**Extrait:**
##############################

BISSAU: Le président de la Guinée-Bissau, Umaro Sissoco Embalo, a réchappé mardi à une tentative de coup d'Etat qui a fait de nombreux morts selon lui, dernier en date d'une série de coups de force à travers l'Afrique de l'Ouest.
M. Embalo, un ancien général arrivé en 2020 à la tête de ce petit pays à l'histoire politique jalonnée de tels évènements, s'est présenté mardi soir devant la presse indemne et serein, après être resté coincé avec les ministres dans le palais du gouvernement, théâtre pendant plusieurs heures l'après-midi d'échanges de tirs nourris.
Le chef de l'Etat et les membres du gouvernement ont été surpris à l'intérieur du palais, le siège des ministères où se déroulait un conseil des ministres extraordinaire, par des hommes en armes aux motivations encore mal connues, selon les témoignages. Il s'agissait de "tuer le président de la République et tout le cabinet", a-t-il dit.
M. Embalo n'a pas précisément désigné les auteurs de cette tentative de coup d'Etat. Celle-ci "doit venir de ceux qui sont contre les décisions que j'ai prises, notamment dans la lutte contre le trafic de drogue et la corruption", a-t-il dit, parlant d'"acte très bien préparé et organisé", mais aussi d'acte "isolé".

##############################

**Matériel:**
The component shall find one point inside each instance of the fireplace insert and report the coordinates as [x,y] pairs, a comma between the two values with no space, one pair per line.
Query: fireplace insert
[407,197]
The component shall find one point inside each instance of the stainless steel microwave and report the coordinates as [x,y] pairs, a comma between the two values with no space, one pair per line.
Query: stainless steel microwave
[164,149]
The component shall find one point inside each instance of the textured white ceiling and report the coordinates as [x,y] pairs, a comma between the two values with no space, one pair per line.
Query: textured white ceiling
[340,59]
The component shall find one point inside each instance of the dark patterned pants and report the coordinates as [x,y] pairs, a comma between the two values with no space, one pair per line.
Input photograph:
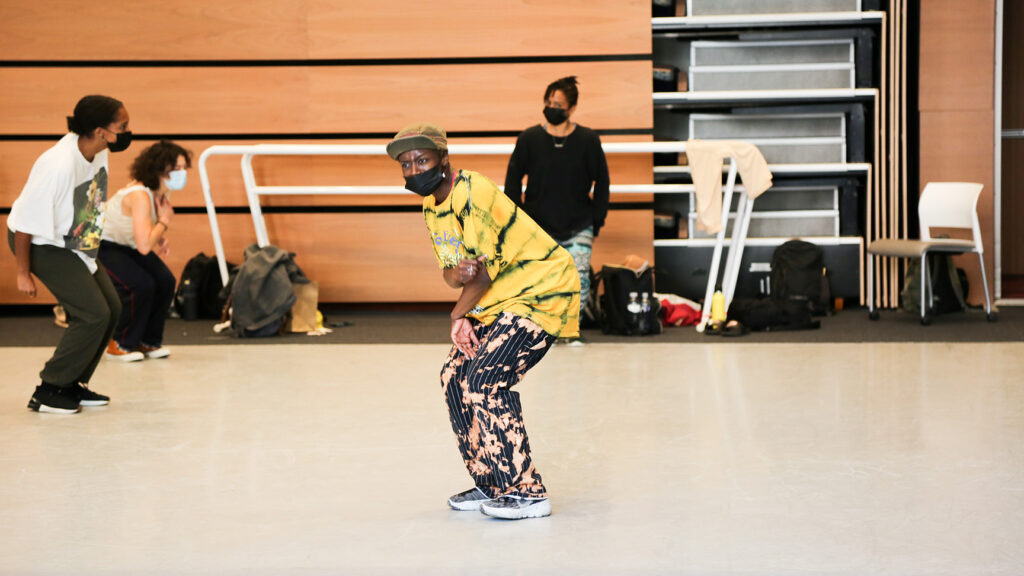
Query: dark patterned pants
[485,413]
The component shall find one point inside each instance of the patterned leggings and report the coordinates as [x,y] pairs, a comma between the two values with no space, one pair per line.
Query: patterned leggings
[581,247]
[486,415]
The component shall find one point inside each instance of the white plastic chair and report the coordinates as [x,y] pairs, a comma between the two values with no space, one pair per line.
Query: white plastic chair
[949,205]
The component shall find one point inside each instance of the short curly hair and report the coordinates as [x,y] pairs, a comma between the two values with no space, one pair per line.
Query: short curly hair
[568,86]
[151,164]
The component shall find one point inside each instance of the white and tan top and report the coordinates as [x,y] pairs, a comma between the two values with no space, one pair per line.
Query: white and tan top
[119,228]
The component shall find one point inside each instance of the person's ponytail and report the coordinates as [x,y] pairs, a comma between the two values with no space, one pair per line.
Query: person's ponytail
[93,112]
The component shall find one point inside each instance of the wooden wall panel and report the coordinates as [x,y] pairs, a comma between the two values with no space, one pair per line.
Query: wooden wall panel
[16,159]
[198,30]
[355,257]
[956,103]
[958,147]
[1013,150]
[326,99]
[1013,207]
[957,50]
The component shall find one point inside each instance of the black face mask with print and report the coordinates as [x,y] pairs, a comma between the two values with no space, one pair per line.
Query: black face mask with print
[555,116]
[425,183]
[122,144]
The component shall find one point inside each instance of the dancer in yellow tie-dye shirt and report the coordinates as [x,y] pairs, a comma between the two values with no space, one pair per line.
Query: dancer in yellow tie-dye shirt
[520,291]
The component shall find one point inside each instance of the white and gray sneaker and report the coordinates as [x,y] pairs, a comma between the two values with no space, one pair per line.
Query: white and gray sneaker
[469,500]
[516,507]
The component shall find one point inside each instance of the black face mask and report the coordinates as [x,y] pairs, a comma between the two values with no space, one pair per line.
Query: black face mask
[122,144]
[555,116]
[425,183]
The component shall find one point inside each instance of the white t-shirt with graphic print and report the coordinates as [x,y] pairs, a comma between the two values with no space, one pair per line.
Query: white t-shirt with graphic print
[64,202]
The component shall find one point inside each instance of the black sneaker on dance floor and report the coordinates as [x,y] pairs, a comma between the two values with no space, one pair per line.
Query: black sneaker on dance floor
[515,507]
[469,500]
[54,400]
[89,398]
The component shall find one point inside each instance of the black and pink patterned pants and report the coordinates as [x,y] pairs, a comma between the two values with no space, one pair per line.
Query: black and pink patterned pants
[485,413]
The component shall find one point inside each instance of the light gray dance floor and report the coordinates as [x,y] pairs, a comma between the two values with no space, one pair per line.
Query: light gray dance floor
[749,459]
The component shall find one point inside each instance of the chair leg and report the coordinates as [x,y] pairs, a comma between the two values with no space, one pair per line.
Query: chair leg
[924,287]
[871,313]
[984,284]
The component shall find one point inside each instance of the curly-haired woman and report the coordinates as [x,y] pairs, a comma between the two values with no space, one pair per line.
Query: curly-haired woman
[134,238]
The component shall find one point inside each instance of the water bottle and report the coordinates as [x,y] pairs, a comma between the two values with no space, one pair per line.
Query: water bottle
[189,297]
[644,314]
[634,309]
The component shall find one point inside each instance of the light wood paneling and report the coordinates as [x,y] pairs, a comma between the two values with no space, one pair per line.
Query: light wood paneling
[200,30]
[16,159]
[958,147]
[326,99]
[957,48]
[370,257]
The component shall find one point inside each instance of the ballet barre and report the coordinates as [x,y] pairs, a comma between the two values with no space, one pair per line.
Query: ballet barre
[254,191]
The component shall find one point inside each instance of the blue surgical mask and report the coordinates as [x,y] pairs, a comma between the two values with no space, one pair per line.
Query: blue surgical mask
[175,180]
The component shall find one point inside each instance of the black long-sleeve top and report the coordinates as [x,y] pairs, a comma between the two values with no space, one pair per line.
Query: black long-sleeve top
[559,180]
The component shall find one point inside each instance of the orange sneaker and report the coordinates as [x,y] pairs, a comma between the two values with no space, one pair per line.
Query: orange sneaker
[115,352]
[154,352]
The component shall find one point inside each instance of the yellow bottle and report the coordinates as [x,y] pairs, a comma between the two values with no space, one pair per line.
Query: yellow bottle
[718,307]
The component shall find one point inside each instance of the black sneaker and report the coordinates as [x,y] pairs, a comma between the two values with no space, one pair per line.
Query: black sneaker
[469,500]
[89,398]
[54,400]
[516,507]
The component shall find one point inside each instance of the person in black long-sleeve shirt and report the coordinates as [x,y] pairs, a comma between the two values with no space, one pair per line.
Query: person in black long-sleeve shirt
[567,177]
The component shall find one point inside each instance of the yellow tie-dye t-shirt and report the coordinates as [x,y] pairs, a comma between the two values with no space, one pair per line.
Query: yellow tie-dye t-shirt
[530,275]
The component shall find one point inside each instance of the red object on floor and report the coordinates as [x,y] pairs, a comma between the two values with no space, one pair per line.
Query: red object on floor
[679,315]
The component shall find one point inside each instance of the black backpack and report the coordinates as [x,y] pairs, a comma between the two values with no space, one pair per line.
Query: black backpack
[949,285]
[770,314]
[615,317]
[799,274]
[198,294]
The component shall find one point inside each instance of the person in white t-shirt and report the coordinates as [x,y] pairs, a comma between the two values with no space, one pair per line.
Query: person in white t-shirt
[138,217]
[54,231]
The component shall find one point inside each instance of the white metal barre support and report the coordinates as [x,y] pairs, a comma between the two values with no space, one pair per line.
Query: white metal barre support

##############################

**Votre tâche:**
Répondez aux questions suivantes à partir de l'extrait.
1. En quelle année M. Embalo est-il arrivé à la tête de la Guinée-Bissau ?
2. Quelle réunion se tenait au palais du gouvernement quand les hommes en armes ont surpris le chef de l'Etat ?
3. Dans quels domaines se situent les décisions que M. Embalo associe aux auteurs de la tentative ?
Les items ci-dessus forment un matériel à part, sans lien avec l'extrait.

**Corrigé:**
1. En 2020.
2. Un conseil des ministres extraordinaire.
3. La lutte contre le trafic de drogue et la corruption.